ASSIGNMENT » Each line in the records below, from the one that contains "Could you please point to the sweater" to the one that contains "Could you please point to the coat lapel", should be reproduced exactly, the first and last included.

Data items
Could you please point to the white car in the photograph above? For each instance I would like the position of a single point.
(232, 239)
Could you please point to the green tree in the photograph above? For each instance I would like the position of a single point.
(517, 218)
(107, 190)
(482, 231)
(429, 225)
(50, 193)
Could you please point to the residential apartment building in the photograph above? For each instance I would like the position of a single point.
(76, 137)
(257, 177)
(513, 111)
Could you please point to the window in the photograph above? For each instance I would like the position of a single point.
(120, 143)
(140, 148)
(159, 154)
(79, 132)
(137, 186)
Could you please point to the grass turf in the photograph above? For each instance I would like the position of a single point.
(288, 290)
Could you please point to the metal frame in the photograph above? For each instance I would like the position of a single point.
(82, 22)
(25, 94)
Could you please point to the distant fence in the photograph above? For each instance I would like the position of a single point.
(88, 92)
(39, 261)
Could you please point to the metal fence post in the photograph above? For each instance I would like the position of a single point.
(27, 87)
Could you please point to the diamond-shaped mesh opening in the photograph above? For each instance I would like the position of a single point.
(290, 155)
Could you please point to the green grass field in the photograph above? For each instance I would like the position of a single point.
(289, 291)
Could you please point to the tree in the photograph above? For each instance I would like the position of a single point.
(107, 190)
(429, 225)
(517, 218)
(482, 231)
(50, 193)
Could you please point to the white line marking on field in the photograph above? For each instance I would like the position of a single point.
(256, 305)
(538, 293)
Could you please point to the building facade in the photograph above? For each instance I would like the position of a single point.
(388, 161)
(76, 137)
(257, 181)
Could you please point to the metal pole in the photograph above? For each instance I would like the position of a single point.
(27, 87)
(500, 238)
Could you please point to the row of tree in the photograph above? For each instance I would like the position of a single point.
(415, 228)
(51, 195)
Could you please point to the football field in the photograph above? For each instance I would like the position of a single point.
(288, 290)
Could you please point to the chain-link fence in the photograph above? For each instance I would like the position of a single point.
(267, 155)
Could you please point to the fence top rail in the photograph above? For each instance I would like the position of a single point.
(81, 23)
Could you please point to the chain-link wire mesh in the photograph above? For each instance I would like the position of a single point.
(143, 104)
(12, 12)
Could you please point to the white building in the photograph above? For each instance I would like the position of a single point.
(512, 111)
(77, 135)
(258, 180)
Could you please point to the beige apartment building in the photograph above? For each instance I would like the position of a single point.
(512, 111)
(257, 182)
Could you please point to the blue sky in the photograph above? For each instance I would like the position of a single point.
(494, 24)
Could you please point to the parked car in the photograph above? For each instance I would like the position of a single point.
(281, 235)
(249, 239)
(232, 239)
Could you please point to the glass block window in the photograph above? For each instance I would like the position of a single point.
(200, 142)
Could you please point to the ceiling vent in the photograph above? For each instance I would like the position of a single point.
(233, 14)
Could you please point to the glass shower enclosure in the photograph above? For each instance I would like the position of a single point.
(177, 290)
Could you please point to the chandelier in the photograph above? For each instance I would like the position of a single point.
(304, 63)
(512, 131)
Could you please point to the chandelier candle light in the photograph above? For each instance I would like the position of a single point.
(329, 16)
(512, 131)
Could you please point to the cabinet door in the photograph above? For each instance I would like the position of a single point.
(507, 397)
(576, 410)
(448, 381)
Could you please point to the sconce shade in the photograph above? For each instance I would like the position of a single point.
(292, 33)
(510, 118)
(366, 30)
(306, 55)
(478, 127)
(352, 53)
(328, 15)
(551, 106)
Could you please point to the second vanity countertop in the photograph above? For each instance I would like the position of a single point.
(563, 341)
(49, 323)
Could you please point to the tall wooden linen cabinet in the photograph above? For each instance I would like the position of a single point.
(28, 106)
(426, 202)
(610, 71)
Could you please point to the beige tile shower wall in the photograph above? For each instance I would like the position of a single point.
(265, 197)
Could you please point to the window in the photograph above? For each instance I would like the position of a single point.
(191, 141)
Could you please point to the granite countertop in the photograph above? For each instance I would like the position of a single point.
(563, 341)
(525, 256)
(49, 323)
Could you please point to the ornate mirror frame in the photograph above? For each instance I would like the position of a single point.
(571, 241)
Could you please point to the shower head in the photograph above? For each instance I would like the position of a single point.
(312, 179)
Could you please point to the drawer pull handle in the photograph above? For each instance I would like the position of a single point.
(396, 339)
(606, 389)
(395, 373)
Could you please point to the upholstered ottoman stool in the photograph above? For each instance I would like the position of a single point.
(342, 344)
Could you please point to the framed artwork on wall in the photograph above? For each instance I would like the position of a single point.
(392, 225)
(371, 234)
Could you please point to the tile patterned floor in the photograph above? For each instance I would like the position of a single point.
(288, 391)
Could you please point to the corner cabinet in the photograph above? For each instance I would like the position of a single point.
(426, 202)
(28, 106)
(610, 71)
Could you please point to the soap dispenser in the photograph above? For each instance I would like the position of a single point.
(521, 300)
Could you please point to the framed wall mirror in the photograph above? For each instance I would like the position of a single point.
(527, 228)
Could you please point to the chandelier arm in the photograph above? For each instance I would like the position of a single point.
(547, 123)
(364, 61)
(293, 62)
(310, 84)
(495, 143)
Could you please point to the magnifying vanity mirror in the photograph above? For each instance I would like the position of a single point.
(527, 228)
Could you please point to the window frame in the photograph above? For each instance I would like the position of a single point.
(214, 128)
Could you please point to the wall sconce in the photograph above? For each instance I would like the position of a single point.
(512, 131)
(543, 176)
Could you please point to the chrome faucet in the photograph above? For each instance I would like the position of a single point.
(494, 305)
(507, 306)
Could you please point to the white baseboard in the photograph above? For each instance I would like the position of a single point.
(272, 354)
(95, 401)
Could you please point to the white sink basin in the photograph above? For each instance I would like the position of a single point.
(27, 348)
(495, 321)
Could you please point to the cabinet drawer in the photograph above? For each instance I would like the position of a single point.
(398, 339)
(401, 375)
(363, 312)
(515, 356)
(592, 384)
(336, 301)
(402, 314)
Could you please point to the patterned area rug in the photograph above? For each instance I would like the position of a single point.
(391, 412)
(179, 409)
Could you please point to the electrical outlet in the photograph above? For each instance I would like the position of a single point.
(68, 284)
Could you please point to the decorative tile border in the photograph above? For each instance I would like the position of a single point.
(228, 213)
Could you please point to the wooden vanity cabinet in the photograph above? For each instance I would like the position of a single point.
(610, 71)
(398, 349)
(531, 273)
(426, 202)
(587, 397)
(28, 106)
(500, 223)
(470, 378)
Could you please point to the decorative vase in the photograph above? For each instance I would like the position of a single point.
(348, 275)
--
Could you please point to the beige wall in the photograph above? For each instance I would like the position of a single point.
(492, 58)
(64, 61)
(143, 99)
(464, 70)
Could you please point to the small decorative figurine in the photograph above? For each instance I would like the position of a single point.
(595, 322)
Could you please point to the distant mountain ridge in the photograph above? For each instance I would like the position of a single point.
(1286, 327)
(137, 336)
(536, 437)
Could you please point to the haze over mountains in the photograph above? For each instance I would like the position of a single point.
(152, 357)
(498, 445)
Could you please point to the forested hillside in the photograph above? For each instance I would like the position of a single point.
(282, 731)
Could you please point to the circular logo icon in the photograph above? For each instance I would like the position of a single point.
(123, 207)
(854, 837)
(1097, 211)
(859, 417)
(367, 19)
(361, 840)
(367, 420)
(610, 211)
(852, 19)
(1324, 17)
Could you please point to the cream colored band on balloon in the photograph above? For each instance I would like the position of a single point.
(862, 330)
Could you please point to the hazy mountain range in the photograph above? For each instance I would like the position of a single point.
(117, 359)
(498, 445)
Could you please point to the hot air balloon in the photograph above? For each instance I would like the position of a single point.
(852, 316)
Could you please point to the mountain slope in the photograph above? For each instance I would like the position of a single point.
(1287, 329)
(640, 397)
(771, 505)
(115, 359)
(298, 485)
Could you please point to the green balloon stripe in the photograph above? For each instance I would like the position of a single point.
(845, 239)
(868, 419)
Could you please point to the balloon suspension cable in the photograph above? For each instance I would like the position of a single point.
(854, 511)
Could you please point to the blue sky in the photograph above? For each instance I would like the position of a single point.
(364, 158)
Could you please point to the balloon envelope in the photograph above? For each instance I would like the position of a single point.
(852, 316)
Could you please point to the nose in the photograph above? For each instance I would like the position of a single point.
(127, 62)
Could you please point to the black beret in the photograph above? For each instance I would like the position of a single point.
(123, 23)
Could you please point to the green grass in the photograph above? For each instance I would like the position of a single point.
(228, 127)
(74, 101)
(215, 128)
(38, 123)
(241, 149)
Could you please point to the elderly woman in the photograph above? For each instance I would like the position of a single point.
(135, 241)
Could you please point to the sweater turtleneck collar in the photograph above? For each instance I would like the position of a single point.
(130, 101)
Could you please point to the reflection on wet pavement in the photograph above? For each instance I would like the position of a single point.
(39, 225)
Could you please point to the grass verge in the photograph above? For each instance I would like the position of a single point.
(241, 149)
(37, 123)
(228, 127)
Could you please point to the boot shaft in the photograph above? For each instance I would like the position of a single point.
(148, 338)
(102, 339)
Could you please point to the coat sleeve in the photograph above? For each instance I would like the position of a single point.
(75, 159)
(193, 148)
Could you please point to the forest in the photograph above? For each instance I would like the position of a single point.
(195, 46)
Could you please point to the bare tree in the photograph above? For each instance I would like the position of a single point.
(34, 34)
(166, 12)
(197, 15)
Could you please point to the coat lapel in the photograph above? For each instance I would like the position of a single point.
...
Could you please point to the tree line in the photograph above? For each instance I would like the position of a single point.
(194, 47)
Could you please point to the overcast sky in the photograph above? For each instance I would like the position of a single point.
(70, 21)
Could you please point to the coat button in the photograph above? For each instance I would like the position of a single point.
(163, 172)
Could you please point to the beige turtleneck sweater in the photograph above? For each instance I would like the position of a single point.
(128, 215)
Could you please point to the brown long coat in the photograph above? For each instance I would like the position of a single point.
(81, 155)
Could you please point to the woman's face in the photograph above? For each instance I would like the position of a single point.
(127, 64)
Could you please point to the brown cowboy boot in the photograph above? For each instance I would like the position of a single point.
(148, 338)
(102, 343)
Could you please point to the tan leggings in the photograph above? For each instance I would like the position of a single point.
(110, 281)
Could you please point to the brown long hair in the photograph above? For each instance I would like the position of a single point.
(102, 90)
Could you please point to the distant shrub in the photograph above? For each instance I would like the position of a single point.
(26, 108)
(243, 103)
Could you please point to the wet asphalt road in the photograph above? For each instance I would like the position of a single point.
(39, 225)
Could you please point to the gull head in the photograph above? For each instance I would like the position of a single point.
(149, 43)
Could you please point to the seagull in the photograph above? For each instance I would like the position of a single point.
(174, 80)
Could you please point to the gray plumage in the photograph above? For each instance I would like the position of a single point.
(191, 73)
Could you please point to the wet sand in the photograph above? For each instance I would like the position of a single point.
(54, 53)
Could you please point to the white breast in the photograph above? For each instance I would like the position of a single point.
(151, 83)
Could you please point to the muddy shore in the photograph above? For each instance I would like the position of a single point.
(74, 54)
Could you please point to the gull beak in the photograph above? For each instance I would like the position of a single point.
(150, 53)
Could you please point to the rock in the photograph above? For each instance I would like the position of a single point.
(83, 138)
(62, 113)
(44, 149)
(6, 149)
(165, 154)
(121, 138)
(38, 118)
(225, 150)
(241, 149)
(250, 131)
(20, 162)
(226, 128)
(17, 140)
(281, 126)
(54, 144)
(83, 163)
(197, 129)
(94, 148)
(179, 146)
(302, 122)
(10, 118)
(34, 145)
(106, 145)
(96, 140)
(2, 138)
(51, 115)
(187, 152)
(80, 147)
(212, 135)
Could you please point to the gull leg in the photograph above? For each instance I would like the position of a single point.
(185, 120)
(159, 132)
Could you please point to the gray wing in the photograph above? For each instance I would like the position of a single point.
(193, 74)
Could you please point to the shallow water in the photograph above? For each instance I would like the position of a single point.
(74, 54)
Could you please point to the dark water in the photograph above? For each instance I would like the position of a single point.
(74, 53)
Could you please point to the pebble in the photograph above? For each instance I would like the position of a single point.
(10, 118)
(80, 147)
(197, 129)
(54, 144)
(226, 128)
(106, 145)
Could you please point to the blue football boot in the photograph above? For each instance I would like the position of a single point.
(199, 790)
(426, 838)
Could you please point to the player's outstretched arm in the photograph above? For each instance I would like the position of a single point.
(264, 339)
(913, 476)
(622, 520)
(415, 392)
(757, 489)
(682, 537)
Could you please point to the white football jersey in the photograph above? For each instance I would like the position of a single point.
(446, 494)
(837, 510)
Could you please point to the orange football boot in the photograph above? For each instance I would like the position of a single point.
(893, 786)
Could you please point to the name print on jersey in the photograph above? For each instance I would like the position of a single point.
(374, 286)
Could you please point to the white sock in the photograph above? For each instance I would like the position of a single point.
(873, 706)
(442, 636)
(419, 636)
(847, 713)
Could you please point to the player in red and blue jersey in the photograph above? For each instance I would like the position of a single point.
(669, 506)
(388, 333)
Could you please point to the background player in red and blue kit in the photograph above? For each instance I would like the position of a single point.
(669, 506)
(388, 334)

ANSWER BOX »
Could you please point to the sweater turtleneck collar in the photograph above? For each instance I would like the position of a single point.
(130, 101)
Could you please point to the reflection on wet pavement in the photograph above? For each instance I would like the position of a single point.
(39, 225)
Could you please point to the grass verge in the photograph above? For each instance I would like the position of a single point.
(241, 149)
(37, 123)
(228, 127)
Could you please point to the boot shaft in the photograph above? For each instance I would like the position of a single point.
(148, 338)
(102, 339)
Could you please point to the coat sleeve in the photograph above? For each instance I would like the position of a single point.
(75, 159)
(193, 148)
Could you please point to the forest in the photograph above? For each instance I would like the position of a single point.
(195, 46)
Could you please point to the bare tree in the photograph above? For each instance I would like the position of a single point.
(34, 34)
(166, 12)
(197, 15)
Could you please point to the coat lapel in the photograph above? For each instance I would like the position of a single point.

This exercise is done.